Exercise goal
Repeat the listing below word for word, only the stretch from the line containing "TARGET = wooden beam" through the end of the listing, both ends included.

____

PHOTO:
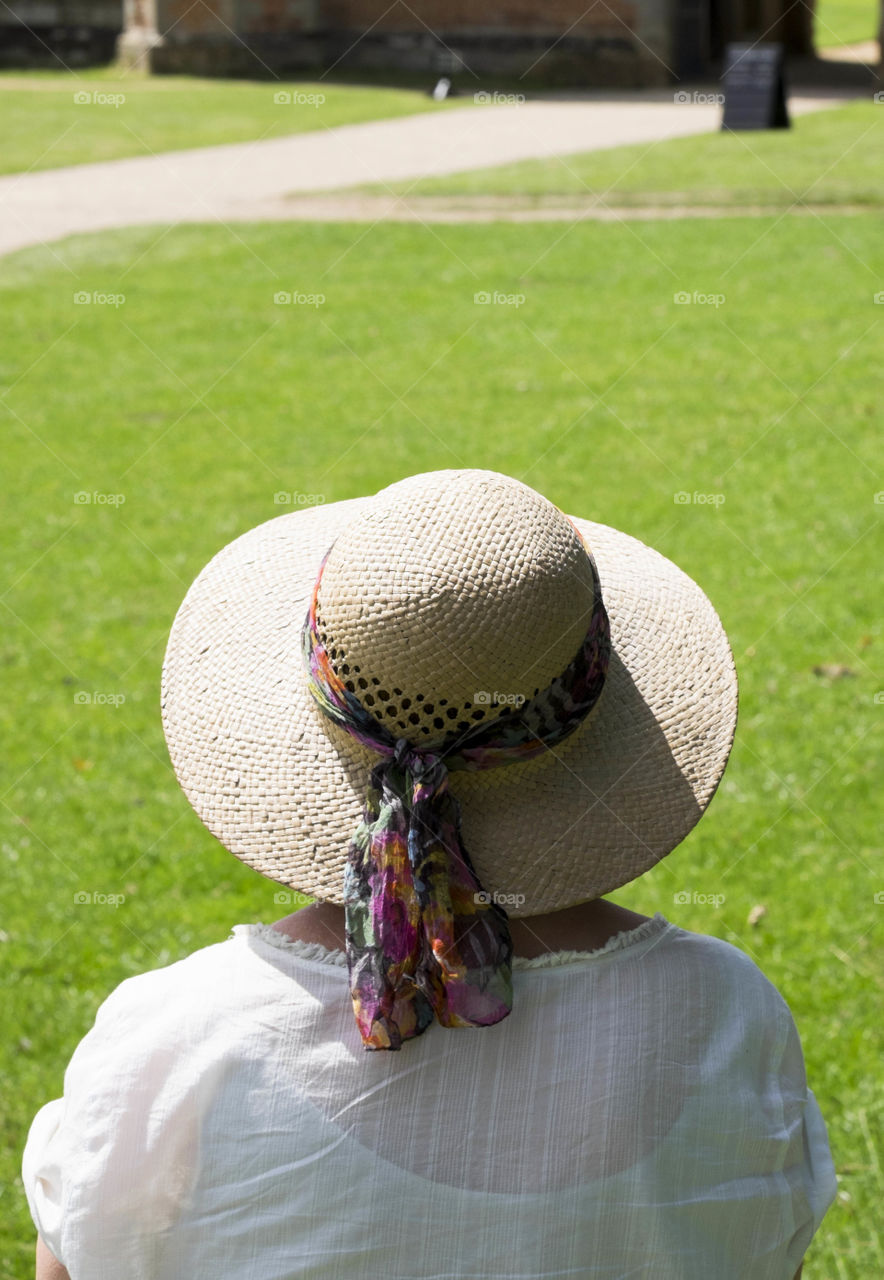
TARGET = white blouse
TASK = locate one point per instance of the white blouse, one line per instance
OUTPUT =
(642, 1112)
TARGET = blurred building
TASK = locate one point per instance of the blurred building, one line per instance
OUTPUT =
(42, 32)
(608, 42)
(571, 42)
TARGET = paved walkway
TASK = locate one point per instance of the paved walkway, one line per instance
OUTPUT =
(250, 179)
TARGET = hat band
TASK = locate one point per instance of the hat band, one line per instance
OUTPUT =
(422, 937)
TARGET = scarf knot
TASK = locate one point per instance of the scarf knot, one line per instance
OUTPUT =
(424, 938)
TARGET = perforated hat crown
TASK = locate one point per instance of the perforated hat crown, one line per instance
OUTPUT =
(449, 593)
(444, 607)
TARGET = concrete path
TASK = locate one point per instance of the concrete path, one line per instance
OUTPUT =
(248, 179)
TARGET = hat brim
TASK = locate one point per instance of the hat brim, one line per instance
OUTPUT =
(283, 789)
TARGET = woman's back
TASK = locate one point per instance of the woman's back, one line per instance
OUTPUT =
(641, 1112)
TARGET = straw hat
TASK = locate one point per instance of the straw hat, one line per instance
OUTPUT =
(447, 598)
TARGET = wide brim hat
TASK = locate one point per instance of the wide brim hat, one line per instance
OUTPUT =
(453, 594)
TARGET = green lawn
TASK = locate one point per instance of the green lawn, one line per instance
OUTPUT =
(830, 156)
(44, 126)
(844, 22)
(198, 398)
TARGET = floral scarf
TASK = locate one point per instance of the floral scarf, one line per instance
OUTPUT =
(424, 938)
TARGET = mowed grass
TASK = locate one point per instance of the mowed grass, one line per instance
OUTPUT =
(844, 22)
(60, 118)
(830, 156)
(197, 400)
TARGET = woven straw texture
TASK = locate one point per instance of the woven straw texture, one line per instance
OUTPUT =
(447, 598)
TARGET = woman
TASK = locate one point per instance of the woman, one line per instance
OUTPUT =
(457, 720)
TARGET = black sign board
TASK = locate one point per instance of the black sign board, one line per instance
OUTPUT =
(754, 87)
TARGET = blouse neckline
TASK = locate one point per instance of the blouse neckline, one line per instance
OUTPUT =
(316, 952)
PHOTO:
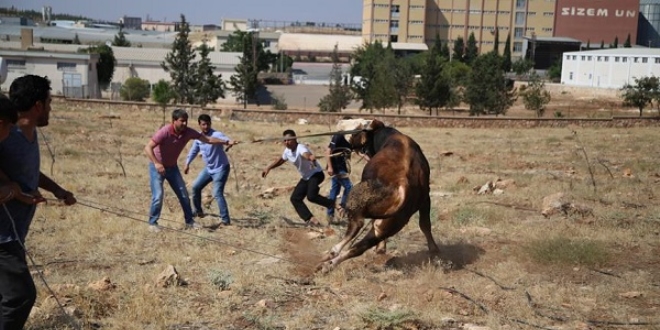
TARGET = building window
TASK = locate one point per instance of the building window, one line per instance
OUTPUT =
(395, 11)
(518, 32)
(62, 66)
(517, 47)
(15, 63)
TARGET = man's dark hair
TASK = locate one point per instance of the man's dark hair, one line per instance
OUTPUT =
(7, 110)
(289, 132)
(204, 118)
(27, 90)
(178, 114)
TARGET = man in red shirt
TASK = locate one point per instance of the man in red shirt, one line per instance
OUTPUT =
(163, 150)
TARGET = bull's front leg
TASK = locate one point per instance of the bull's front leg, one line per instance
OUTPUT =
(354, 226)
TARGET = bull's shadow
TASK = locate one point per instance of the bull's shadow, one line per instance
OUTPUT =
(460, 254)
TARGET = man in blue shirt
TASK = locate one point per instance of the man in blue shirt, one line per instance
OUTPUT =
(19, 162)
(216, 170)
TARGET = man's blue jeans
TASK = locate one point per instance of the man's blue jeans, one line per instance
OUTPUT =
(339, 180)
(174, 178)
(219, 180)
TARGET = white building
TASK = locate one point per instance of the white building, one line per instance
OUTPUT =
(144, 63)
(609, 68)
(70, 73)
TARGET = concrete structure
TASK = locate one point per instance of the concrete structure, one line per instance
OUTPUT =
(649, 23)
(160, 26)
(609, 68)
(419, 21)
(131, 23)
(597, 21)
(12, 20)
(71, 74)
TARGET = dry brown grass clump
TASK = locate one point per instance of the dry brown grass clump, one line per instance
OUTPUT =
(515, 266)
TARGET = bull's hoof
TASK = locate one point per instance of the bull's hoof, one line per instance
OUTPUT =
(328, 255)
(324, 267)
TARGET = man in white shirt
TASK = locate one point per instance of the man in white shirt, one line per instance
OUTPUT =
(311, 174)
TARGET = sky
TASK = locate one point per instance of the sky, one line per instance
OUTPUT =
(205, 11)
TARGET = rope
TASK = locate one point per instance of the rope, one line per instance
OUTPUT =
(70, 318)
(189, 234)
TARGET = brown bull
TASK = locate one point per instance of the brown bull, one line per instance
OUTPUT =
(394, 185)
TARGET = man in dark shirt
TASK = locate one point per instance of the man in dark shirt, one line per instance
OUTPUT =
(337, 152)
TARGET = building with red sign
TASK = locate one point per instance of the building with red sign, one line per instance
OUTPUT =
(597, 21)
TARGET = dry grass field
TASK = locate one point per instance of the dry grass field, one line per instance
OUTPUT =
(592, 265)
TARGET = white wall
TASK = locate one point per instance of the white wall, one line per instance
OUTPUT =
(48, 67)
(605, 71)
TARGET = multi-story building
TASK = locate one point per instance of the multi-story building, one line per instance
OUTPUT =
(420, 21)
(131, 23)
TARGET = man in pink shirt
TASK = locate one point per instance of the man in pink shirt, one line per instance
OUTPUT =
(163, 150)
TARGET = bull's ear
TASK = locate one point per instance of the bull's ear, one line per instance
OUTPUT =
(375, 124)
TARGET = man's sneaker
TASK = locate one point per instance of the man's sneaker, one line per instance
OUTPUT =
(193, 225)
(330, 219)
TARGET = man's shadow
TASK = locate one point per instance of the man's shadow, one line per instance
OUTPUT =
(459, 254)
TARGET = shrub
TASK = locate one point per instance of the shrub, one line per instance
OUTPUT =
(134, 89)
(279, 102)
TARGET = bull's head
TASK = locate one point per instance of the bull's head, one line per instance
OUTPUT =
(361, 141)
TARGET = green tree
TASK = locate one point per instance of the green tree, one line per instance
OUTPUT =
(368, 86)
(242, 42)
(245, 83)
(179, 63)
(488, 91)
(471, 50)
(535, 96)
(642, 93)
(120, 39)
(339, 95)
(134, 89)
(506, 54)
(163, 95)
(403, 81)
(432, 90)
(208, 86)
(105, 67)
(459, 50)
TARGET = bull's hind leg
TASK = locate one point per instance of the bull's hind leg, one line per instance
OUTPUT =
(425, 224)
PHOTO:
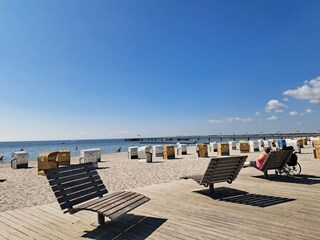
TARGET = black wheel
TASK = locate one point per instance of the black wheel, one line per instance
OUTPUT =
(285, 171)
(296, 170)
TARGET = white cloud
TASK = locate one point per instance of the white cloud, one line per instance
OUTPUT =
(309, 91)
(274, 105)
(124, 132)
(279, 110)
(293, 113)
(215, 121)
(272, 118)
(232, 119)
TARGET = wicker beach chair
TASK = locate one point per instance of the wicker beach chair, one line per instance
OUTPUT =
(220, 169)
(79, 187)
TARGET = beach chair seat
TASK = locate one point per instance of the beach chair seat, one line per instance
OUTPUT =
(276, 160)
(79, 187)
(47, 160)
(220, 169)
(20, 160)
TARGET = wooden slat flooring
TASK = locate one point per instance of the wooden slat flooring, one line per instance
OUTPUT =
(249, 208)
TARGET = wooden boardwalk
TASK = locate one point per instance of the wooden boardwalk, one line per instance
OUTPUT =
(250, 208)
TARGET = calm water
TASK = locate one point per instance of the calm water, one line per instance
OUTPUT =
(34, 148)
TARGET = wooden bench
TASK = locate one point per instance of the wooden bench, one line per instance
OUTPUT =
(220, 169)
(276, 160)
(79, 187)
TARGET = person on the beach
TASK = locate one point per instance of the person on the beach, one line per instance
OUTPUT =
(259, 160)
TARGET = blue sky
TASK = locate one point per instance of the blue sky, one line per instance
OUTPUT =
(111, 69)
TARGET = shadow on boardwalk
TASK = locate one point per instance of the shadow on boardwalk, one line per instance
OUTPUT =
(128, 227)
(242, 197)
(301, 179)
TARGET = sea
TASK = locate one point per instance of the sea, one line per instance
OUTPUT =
(34, 148)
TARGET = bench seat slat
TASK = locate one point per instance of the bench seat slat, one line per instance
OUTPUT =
(222, 169)
(82, 199)
(109, 201)
(98, 200)
(72, 173)
(79, 187)
(62, 197)
(116, 202)
(117, 208)
(74, 179)
(68, 168)
(129, 208)
(78, 183)
(82, 186)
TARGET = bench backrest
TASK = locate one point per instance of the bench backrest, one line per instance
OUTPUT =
(75, 184)
(276, 159)
(223, 169)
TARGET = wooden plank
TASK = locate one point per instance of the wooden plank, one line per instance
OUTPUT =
(73, 172)
(117, 202)
(79, 182)
(68, 168)
(74, 179)
(92, 191)
(21, 228)
(99, 200)
(128, 208)
(107, 201)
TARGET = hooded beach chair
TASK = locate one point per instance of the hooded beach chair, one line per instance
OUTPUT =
(276, 160)
(79, 187)
(220, 169)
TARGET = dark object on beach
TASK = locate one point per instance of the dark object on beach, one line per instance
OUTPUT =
(77, 187)
(220, 169)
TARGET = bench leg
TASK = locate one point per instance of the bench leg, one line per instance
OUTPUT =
(211, 188)
(101, 219)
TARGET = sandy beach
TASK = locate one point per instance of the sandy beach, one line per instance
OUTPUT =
(25, 188)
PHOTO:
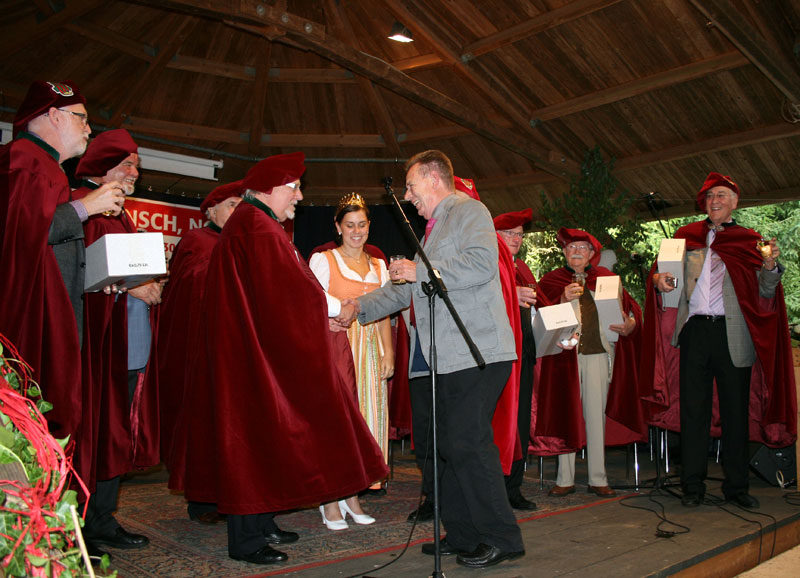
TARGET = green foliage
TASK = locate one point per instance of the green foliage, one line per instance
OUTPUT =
(597, 204)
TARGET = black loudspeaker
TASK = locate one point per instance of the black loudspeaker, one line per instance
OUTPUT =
(773, 464)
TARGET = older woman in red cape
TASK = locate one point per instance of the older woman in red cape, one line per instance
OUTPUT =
(561, 410)
(282, 426)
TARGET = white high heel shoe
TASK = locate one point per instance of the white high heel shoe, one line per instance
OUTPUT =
(333, 524)
(362, 519)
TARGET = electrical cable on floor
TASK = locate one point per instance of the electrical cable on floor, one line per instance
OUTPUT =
(368, 573)
(720, 503)
(662, 516)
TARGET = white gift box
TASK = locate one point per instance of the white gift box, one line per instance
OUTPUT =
(608, 299)
(551, 325)
(124, 259)
(670, 260)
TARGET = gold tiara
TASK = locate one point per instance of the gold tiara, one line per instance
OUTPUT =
(351, 199)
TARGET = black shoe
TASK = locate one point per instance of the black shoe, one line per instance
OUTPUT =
(96, 553)
(120, 538)
(485, 555)
(745, 501)
(445, 549)
(691, 500)
(281, 537)
(519, 502)
(264, 555)
(423, 514)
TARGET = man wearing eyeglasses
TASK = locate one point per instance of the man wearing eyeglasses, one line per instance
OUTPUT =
(116, 323)
(588, 396)
(510, 228)
(731, 317)
(41, 243)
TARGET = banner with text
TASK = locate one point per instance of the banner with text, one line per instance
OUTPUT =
(171, 219)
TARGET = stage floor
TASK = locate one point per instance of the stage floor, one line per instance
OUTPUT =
(577, 536)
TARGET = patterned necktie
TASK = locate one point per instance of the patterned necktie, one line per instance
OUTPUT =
(716, 273)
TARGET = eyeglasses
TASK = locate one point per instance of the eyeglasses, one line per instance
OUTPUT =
(582, 248)
(82, 116)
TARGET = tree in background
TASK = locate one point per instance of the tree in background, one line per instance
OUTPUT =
(597, 204)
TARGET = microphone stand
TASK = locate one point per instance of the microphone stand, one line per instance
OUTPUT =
(435, 286)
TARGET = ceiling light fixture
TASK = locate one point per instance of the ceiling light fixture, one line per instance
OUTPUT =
(400, 33)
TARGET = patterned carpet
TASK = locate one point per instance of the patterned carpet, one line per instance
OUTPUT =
(180, 548)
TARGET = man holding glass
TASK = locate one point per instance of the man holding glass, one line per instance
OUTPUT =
(579, 385)
(731, 315)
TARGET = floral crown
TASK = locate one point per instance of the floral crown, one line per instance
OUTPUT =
(351, 199)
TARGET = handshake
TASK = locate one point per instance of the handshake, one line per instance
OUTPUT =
(348, 314)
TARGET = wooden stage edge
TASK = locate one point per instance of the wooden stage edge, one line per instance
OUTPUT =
(741, 554)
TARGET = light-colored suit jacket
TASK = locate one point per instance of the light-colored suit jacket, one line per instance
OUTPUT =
(740, 344)
(463, 248)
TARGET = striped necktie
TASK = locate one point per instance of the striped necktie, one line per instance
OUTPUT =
(716, 273)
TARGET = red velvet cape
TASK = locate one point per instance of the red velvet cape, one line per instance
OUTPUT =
(179, 342)
(110, 425)
(280, 423)
(35, 310)
(560, 415)
(773, 404)
(504, 422)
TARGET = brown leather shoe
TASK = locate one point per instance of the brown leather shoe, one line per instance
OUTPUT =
(561, 491)
(602, 491)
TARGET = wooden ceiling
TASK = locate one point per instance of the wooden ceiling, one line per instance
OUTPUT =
(514, 91)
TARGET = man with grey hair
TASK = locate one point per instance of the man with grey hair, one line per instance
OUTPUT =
(461, 244)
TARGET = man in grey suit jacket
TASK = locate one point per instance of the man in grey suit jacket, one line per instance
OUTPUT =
(722, 268)
(461, 244)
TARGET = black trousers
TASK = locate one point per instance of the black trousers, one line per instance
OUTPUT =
(704, 357)
(474, 504)
(420, 396)
(246, 532)
(515, 477)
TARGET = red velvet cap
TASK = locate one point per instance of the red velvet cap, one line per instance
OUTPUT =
(715, 180)
(510, 220)
(43, 95)
(222, 192)
(466, 186)
(566, 236)
(106, 151)
(275, 171)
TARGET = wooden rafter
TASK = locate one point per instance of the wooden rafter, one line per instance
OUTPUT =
(177, 37)
(639, 86)
(728, 20)
(23, 37)
(312, 34)
(263, 51)
(341, 27)
(541, 23)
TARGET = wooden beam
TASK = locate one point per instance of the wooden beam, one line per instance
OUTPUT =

____

Written solution
TARGET = wooden beam
TASK = locate one point per instance of the wooden beam, one line per instance
OUTPUT =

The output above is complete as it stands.